§ EXERCISE TASKS
(a) List every calendar date given in the article about the lawsuit over Bernie Mac's death.
(b) Rewrite the article about the lawsuit over Bernie Mac's death from "Bernie Mac didn't" up to and including "before he died.", changing "widow" to "wife".

§ DOCUMENT EXTRACT

--- START ---

Doc Blamed for Bernie Mac's Death

Wife files suit claiming funnyman would be alive today if dermatologist diagnosed pneumonia in time

By Josh Grossberg Aug 06, 2010 4:30 PMTags
Bernie Mac, Rhonda Gregg DeGuire/WireImage

Bernie Mac didn't have to die—if only his dermatologist had done something about it.

That's the feeling of the late comedian's widow, Rhonda McCullough, who has filed a wrongful death suit against Mac's longtime doctor, accusing him of negligence in failing to properly treat the star in the weeks before he died.

The complaint, filed last week in Cook County Circuit Court in Chicago, claims Rene M. Earles "failed to recognize and act upon abnormal vital signs and signs of respiratory failure" during a July 17, 2007, visit the funnyman paid to the physician's office.

McCullough alleges in her court docs that instead of diagnosing pneumonia, calling 911 and sending Mac to the hospital via ambulance, Earles negligently kept Mac at the clinic for nine more hours, setting off a chain reaction of complications culminating in the star's death from pneumonia on Aug. 9, 2008.

Earles, who considered Mac a friend and had for 20 years treated a lesional skin condition on his head, face and neck caused by sarcoidosis, an inflammatory lung disease, told the Chicago Sun-Times he thought the Emmy-nominated actor may have had an allergic reaction to an injection another doctor had given him.

In any case, the dermatologist said that after stabilizing Mac with oxygen and letting him sleep, he sent Mac to Northwestern Hospital, where he picked up another bug.

"He didn't die the next day, he didn't die in two days. He died in two weeks and he got over his original strain of pneumonia. He got another strain of pneumonia while he was in the hospital," Earles told the paper, noting he was heartsick over his pal's death.

The suit seeks at least $50,000 in damages.

--- END ---

Stored items from the collection:
--- START ---

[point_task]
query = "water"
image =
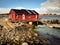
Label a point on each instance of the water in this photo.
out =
(50, 17)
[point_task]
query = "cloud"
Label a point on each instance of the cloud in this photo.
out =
(4, 10)
(49, 6)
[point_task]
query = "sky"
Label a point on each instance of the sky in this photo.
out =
(41, 6)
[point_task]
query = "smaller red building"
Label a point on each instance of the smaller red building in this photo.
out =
(23, 15)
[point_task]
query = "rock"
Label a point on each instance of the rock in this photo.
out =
(24, 43)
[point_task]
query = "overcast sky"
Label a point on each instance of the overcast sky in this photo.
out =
(41, 6)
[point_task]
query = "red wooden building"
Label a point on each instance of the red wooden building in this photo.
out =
(23, 15)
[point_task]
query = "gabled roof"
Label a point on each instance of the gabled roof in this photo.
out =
(24, 11)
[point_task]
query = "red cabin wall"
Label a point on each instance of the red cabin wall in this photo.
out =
(12, 15)
(31, 17)
(19, 17)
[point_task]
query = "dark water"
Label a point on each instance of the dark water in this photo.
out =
(50, 17)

--- END ---

§ EXERCISE ANSWERS
(a)
Aug 06, 2010
July 17, 2007
Aug. 9, 2008

(b)
Bernie Mac didn't have to die—if only his dermatologist had done something about it.

That's the feeling of the late comedian's wife, Rhonda McCullough, who has filed a wrongful death suit against Mac's longtime doctor, accusing him of negligence in failing to properly treat the star in the weeks before he died.